Task A: Repeat the Gulf Stream passage word for word from "Which is still" to "predicting a collapse.".
Task B: According to the Gulf Stream passage, by about how much has Gulf Stream transport slowed over the past 40 years?
Task C: Write the next part of the Gulf Stream passage, picking up after its final sentence.

Text segment:
§ §

People still denying climate change today are either financially invested in doing so, or will need a ridiculous and dramatic event to convince them. Something like you would see in a disaster movie, like a 300ft tall Tsunami.
Psh, the capitalists will save us all with their record profits and zeros at the end of their bank accounts! I'm sure that's not why these rich assholes aren't trying to race into space or anything.
Which is still incredibly stupid. Even with climate change Earth is a better environment for humans than fucking space. But making things better on Earth would mean doing something good to people that are not them and they can't have that.
It has a plain language summary, nothing as far as dramatic. I definitely didn't find any actual study predicting a collapse.
Plain Language Summary
The Gulf Stream is a major ocean current located off the East Coast of the United States. It carries a tremendous amount of seawater and along with it heat, carbon, and other ocean constituents. Because of this, the Gulf Stream plays an important role in weather and climate, influencing phenomena as seemingly unrelated as sea level along coastal Florida and temperature and precipitation over continental Europe. Given how important this ocean current is to science and society, scientists have tried to determine whether the Gulf Stream has undergone significant changes under global warming, but so far, they have not reached a firm conclusion. Here we report our effort to synthesize available Gulf Stream observations from the Florida Straits near Miami, and to assess whether and how the Gulf Stream transport there has changed since 1982. We conclude with a high degree of confidence that Gulf Stream transport has indeed slowed by about 4% in the past 40 years, the first conclusive, unambiguous observational evidence that this ocean current has undergone significant change in the recent past. Future studies should try to identify the cause of this change.

§ §

Material supplied:
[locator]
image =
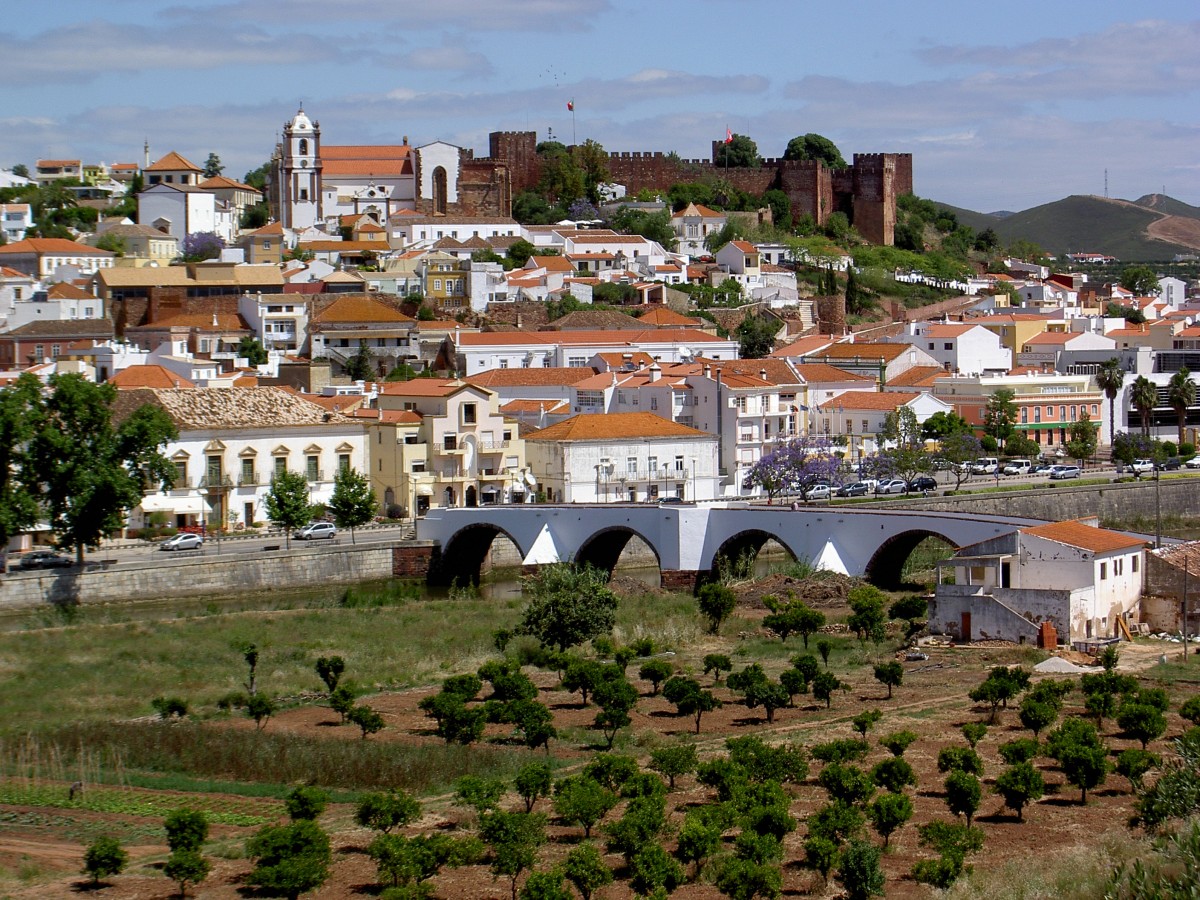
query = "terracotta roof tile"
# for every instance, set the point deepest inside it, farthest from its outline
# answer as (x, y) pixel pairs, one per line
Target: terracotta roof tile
(1085, 537)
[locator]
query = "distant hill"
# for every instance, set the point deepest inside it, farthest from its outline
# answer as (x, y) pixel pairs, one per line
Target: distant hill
(1155, 227)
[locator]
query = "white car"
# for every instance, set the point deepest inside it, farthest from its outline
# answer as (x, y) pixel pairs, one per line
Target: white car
(317, 531)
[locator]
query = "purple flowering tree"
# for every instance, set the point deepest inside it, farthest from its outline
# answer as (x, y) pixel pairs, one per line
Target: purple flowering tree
(199, 246)
(791, 466)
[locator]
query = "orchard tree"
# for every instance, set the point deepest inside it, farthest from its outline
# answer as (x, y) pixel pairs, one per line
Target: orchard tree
(568, 604)
(287, 503)
(353, 502)
(91, 469)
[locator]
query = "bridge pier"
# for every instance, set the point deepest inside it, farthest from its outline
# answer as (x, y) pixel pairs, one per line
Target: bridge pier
(679, 580)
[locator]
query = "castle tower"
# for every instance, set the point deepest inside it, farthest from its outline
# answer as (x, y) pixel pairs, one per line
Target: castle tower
(298, 173)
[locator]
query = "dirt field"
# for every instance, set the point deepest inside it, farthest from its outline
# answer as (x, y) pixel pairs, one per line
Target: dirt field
(41, 847)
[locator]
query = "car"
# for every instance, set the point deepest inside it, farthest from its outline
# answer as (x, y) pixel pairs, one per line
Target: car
(820, 491)
(855, 489)
(1018, 467)
(184, 540)
(45, 559)
(317, 531)
(922, 483)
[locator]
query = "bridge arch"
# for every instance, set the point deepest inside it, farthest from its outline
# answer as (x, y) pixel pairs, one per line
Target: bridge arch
(463, 555)
(742, 549)
(887, 563)
(604, 547)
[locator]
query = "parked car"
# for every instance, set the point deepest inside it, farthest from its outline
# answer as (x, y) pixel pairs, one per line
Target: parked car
(985, 466)
(184, 540)
(45, 559)
(855, 489)
(819, 491)
(317, 531)
(923, 483)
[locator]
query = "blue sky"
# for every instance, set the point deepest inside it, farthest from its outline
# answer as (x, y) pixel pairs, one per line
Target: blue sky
(1005, 106)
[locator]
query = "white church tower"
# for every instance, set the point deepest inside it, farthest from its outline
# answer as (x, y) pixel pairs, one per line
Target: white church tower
(298, 173)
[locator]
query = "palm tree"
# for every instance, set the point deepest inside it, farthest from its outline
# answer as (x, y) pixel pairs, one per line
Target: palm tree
(1181, 394)
(1144, 395)
(1110, 379)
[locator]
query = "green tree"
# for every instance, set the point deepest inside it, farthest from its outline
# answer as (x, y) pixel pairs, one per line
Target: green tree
(105, 857)
(1083, 441)
(1000, 415)
(586, 869)
(1110, 378)
(289, 859)
(889, 673)
(384, 810)
(287, 503)
(1181, 396)
(815, 147)
(581, 799)
(717, 603)
(186, 829)
(1020, 785)
(741, 153)
(353, 502)
(859, 870)
(568, 604)
(186, 867)
(255, 353)
(1144, 397)
(888, 813)
(963, 793)
(1141, 280)
(514, 839)
(90, 471)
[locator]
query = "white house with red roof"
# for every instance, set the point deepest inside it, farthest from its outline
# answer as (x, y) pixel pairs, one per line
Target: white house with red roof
(1075, 576)
(959, 346)
(624, 457)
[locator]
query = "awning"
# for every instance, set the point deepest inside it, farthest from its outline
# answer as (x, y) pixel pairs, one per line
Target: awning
(157, 503)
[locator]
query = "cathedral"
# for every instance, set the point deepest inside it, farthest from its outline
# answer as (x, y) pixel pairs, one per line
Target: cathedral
(315, 184)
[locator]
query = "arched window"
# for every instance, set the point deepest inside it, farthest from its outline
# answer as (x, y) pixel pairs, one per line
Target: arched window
(439, 191)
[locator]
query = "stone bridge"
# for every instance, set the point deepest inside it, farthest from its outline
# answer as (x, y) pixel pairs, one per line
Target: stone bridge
(687, 540)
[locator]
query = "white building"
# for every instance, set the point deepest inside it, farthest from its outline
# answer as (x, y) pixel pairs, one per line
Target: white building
(1078, 577)
(233, 441)
(960, 347)
(623, 457)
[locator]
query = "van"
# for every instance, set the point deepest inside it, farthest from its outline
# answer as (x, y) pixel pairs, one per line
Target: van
(985, 466)
(1018, 467)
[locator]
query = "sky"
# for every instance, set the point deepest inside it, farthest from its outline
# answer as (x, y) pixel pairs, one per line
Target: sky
(1003, 106)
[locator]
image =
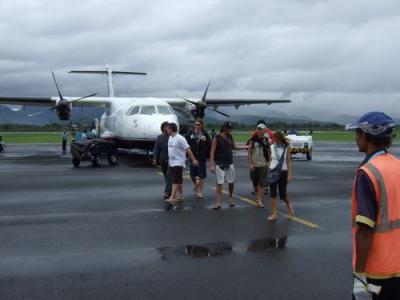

§ §

Answer area A:
Which is still incredibly stupid. Even with climate change Earth is a better environment for humans than fucking space. But making things better on Earth would mean doing something good to people that are not them and they can't have that.
It has a plain language summary, nothing as far as dramatic. I definitely didn't find any actual study predicting a collapse.

Answer area B: By about 4%.

Answer area C:
one thing i don't see mentioned much is the fact that while Europe gets colder, the real problem will be that it's going to get very, very dry.. the supercharged hurricane cycle should bring some devastating seasonal flooding though..
It's sad to see all these climate tipping points taking hold with humans not even (really) trying to slow them down, forget reversing them.
Continiously bickering over pointless things. With wars taking over unexpectedly one after another (in retrospect, maybe not that unexpected). China just itching for anything to start their own little "special operation" next door. While some other militarized countries/organizations are too trigger happy and in fear of missing out on the action.
We may indeed not make it past the hyperobject that is Climate Change simply because we are too busy blaming inflation, opposing political views, illusions of our own imagination and an unending amount of irrationality. Since it is inconvenient/difficult to try and understand slightly complex concept such as taxation, vaccination, immigration, or even just a map amongst so many things, let alone complex systems feeding into each other such as the Human-Ecology-Climate systems.
Moreover, the prevalence of misinformation doesn't help.
After becoming YouTube educated on this matter.. Not to that extent. The main thing to notice in the short term is the slowing of the gulf stream will reallocate 'sea level' on either side of the ocean.. Which sounds like a 3ish ft increase on the west, and the same as a decline for the east.
I'm not a water science person though, so I'm just mimicking words.
It would take 5,700 years for the entire world's population to pee enough water to change the ocean's current. However, the amount of water consumed by the population would be equal to the amount of water they pee, so the net change in ocean level would be zero.